Given records:
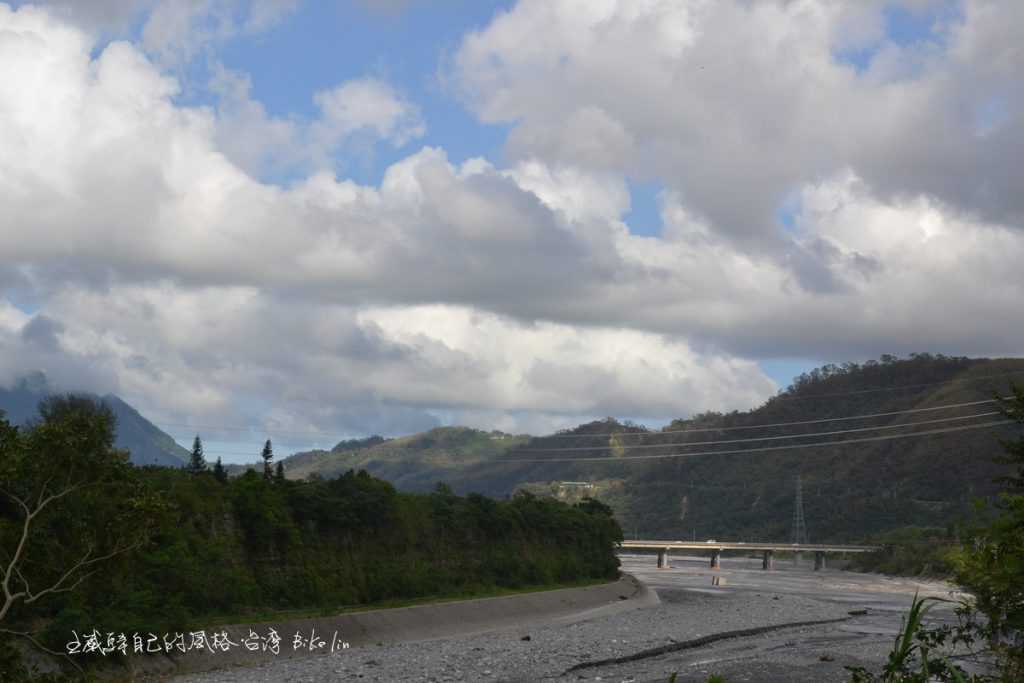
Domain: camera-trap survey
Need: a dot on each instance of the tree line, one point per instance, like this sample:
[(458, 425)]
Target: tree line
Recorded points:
[(90, 542)]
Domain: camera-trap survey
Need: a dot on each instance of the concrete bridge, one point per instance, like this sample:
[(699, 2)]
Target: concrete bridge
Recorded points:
[(716, 548)]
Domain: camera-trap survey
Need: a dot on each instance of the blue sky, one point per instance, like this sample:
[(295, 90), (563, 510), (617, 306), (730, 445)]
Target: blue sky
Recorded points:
[(584, 316)]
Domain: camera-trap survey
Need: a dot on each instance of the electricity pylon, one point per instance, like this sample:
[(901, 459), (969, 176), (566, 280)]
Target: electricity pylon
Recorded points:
[(799, 525)]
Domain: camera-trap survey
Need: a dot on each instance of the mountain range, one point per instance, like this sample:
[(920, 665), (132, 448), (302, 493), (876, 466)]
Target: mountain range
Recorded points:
[(914, 461), (145, 443), (850, 491)]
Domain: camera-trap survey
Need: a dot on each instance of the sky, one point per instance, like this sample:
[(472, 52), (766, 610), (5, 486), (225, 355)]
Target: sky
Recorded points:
[(314, 220)]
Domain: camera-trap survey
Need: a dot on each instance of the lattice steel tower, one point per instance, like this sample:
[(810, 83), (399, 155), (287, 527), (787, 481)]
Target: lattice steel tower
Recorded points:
[(799, 526)]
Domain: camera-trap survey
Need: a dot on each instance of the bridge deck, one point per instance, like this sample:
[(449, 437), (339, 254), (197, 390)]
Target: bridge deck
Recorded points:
[(720, 546)]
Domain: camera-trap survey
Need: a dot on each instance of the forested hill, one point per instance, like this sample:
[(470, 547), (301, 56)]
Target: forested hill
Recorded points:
[(851, 492), (145, 443)]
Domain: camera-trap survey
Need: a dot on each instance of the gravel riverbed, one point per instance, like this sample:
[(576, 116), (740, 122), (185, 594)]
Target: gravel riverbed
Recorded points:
[(689, 608)]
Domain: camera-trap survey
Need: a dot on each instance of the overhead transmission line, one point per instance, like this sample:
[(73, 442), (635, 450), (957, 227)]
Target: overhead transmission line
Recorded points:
[(227, 428), (780, 424), (864, 439), (758, 438), (742, 428)]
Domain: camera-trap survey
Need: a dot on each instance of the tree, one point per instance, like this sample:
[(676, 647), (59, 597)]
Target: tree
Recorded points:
[(1013, 409), (991, 566), (219, 473), (197, 464), (69, 503), (267, 456)]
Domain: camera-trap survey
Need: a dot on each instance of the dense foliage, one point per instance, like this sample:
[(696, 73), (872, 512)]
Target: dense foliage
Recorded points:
[(990, 565), (207, 549)]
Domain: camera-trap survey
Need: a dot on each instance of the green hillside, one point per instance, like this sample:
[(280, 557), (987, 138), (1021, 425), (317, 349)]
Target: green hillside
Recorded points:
[(145, 443), (850, 492)]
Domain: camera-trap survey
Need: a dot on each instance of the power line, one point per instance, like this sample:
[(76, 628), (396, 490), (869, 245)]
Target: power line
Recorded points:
[(766, 449), (780, 424), (334, 434), (762, 438)]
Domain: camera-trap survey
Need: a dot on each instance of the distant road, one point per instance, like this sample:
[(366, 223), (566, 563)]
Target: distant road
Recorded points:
[(739, 545)]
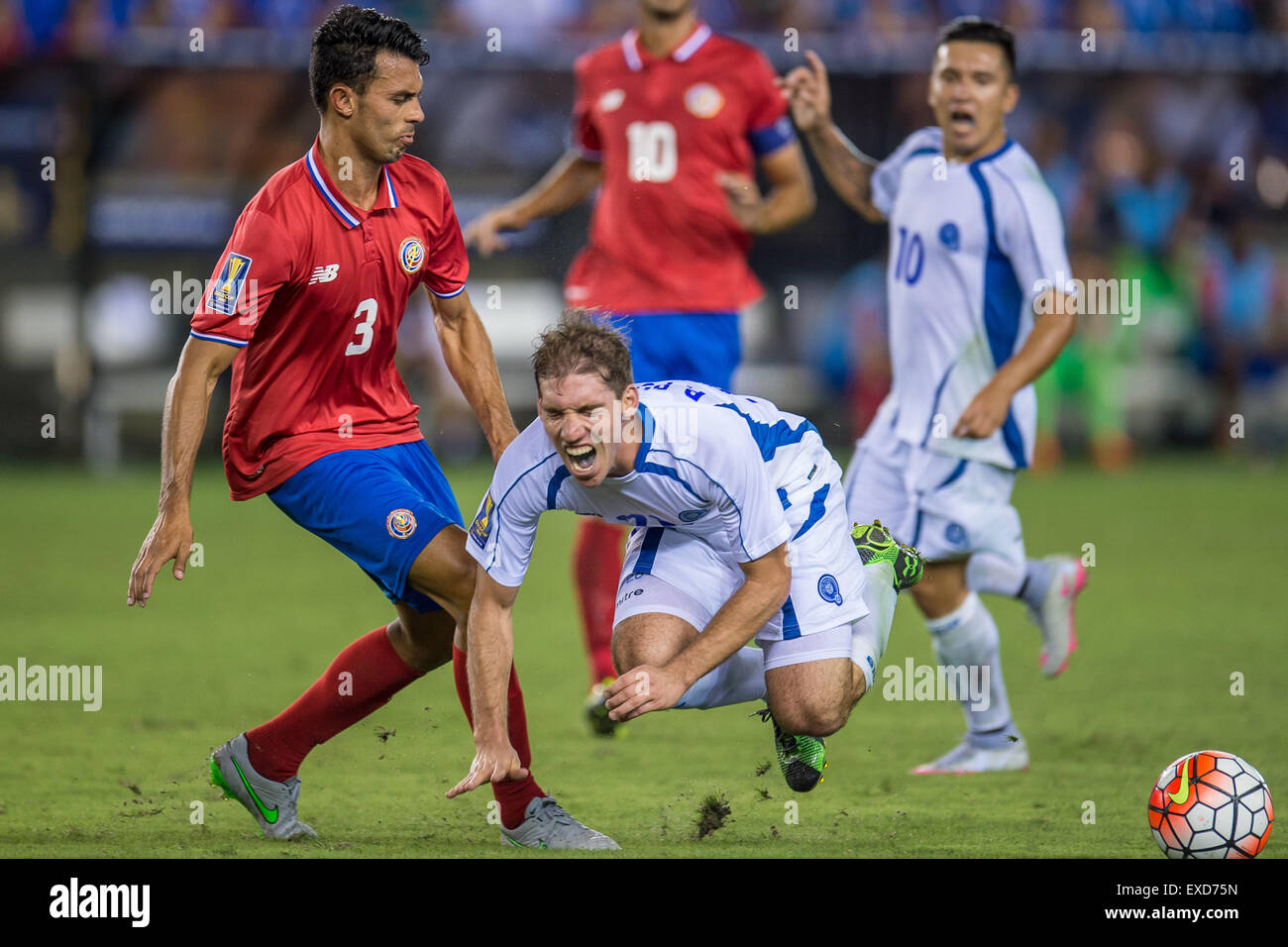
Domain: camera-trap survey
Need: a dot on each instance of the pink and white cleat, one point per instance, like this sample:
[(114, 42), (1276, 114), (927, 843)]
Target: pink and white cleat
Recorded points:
[(1055, 617), (966, 759)]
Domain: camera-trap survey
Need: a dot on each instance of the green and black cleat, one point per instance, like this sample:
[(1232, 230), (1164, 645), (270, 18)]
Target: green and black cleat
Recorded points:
[(802, 761), (876, 544)]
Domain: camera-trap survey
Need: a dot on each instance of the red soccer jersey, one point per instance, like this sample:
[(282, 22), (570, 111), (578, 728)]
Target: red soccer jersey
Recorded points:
[(313, 290), (661, 239)]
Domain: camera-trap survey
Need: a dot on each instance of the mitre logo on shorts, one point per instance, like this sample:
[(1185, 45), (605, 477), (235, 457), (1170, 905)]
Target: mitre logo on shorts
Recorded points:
[(411, 254), (829, 590), (482, 526), (400, 523), (703, 99)]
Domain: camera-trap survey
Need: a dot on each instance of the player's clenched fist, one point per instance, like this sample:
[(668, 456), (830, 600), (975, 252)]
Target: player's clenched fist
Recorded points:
[(170, 538), (807, 93), (642, 689), (484, 232), (984, 414), (492, 763)]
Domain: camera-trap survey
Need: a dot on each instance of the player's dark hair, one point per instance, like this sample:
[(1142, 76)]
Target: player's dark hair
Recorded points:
[(978, 30), (346, 47), (583, 343)]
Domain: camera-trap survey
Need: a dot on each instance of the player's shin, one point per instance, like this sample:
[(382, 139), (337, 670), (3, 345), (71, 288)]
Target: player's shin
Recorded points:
[(361, 680), (967, 648), (738, 680), (871, 634)]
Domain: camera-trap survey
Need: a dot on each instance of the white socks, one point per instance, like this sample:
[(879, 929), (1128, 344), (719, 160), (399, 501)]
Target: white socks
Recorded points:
[(966, 643)]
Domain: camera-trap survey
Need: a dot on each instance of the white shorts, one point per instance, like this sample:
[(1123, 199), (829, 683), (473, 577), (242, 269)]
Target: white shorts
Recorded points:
[(947, 506), (695, 581)]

Objective:
Return each line of the data, keeping its wording exact and omitting pictures.

Response to the exercise:
Domain: camera-trap survey
Need: a dot on each instance of the tree line, one point per instance, like this sample:
[(458, 425)]
Target: tree line
Recorded points:
[(90, 542)]
Domain: camera-trap survey
Need: a dot on each instance of the concrete bridge, one point per instance, like this sample:
[(699, 2)]
Target: concrete bridge
Recorded points:
[(716, 548)]
Domain: camera-trap survey
Need: a dot on each instance of the blue sky, one point per instance, like this sample:
[(295, 90), (563, 510), (617, 306), (730, 445)]
Target: blue sky
Recorded points:
[(584, 316)]
Domain: camera-trap survey
Need: a dot on each instance of the electricity pylon, one point per instance, like this sample:
[(901, 459), (969, 176), (566, 280)]
Target: electricity pylon
Recorded points:
[(799, 525)]
Domain: camera-trap survey
Need: a dot on each instance of the mountain range, one point per instance, like this sample:
[(920, 665), (132, 448), (302, 493), (876, 466)]
Target: mountain range
Recorded points:
[(914, 461), (145, 443), (850, 491)]
Domain: camera-trap survey
Need: a dot on each instance of the sky, one point per instance, like this sample:
[(472, 52), (766, 610), (5, 486), (225, 355)]
Target: sky
Recorded points:
[(314, 220)]
Domain: camera-trap survey
Need: a dot on each instance of the lattice steel tower, one point per instance, like this sample:
[(810, 83), (399, 155), (287, 527), (787, 481)]
Target: lattice steel tower
Recorded points:
[(799, 526)]
Domain: camera-trap survey
Need: a dot on each instance of the bridge deck, one point per instance, like this sample:
[(449, 437), (339, 254), (197, 390)]
Target: bridge deck
Recorded points:
[(720, 546)]
Domain: camera-trap survey
Need: a dot on each instance of the forested hill, one point per instance, like this sample:
[(470, 547), (301, 56)]
Target: forested hill
Recorded points:
[(851, 492), (145, 443)]
Domain: camera-trap survey
Need: a dot on each instance of the gravel riverbed, one point per instance, like this sample:
[(576, 116), (740, 122), (185, 594)]
Target: gravel riverbed
Recorded points:
[(689, 608)]
Domain: camera-trap survey
Need: a dot on each instance of the overhead transmission line, one point per instance, like this sample:
[(73, 442), (635, 450), (957, 227)]
Target: overhead transmission line
Recorded points:
[(227, 428), (780, 424), (864, 439), (758, 438), (742, 428)]
Domain: camera-trap survey
Need: a dot on each instance of the tree, one point per instance, like this sample:
[(676, 647), (59, 597)]
Target: tree
Recorded points:
[(1013, 409), (991, 566), (219, 473), (197, 464), (69, 503), (267, 456)]
Domain: camera-trap survey
Need: a dot on each instance of the dense foliage, one point per instance, like this sample:
[(696, 73), (872, 512)]
Target: dense foliage
Recorded points:
[(990, 565), (207, 549)]
Domain: camera-trap survey
Need: a dot on each instance of the green hillside, one point per instance, like this sample:
[(280, 557), (987, 138), (1021, 425), (317, 349)]
Target: green hillside
Recorded points:
[(145, 443), (850, 492)]
Domain: camera-trap survey
Need: a dot on each instance of the power line, one point per instance, like this sample:
[(76, 628), (396, 490), (869, 245)]
Target: power line
Recorded points:
[(766, 449), (780, 424), (334, 434), (762, 438)]
Domain: camera-trap survey
Need: a dot on each instance of the distant road, one point per instance, like this sample:
[(366, 223), (566, 563)]
Target: distant road
Recorded points:
[(739, 545)]
Domain: camera-trap survey
Need: a dot on each instance of the pink and white cleat, one point per instance, like this sample:
[(114, 42), (1276, 114), (927, 843)]
Target: pink and white cleat
Recorded points:
[(1055, 617), (966, 759)]
Domain: camera-trap survey
Need: a dot on each instance of the green and black cleat, one point per instance, like this sample:
[(1232, 230), (1164, 645), (270, 18)]
Target: green and black cleat
Recorded points:
[(802, 761), (876, 544)]
Domain: camera-trap survey
Need: a dot on each instance of the red soccer jersey, one point per instance, like this sample:
[(282, 22), (570, 111), (578, 728)]
Target: red soccer jersey
Recorded points:
[(313, 290), (661, 239)]
Domain: camera-trap survey
Need: a dot on each instance of the mitre logo on shorts, one point per instance, like this sample:
[(1185, 45), (605, 477), (235, 457), (1170, 905)]
Target: mitre logo on shorts
Recorded points:
[(411, 254), (829, 590), (482, 526), (400, 523), (703, 99)]
Domain: camera-trap survey
Need: a dot on each instance of the player's clenched fist, one point per instance, like this sample:
[(668, 456), (830, 600), (975, 252)]
Target: player's clenched fist
Recorded points:
[(170, 538), (807, 93), (642, 689), (484, 232), (984, 414), (492, 763)]
Domain: camera-trap survey
Need: a dot on each instance of the player's dark hair, one point per instance, like this sample:
[(1142, 76)]
Target: player's dark hair
Recorded points:
[(978, 30), (346, 47), (583, 343)]
Domain: camera-trap survey
Need: a dot on each instance of the player's shin, one point per instance, like this sample:
[(382, 139), (337, 670), (3, 345), (71, 288)]
Target: player's shin
Recorded points:
[(361, 680), (967, 648), (738, 680), (871, 634)]
Domain: camera-trap survey
Need: a dot on each instance of the white socks, one point per instance, like this sample:
[(879, 929), (1128, 344), (719, 160), (399, 501)]
Target: white socks
Recorded points:
[(966, 643)]
Domain: camera-trap survey
Need: a dot on each instance of the white shorts, one point per instance, like this sample:
[(1123, 199), (829, 683), (473, 577), (242, 269)]
Target: white shorts
Recorded points:
[(947, 506), (695, 581)]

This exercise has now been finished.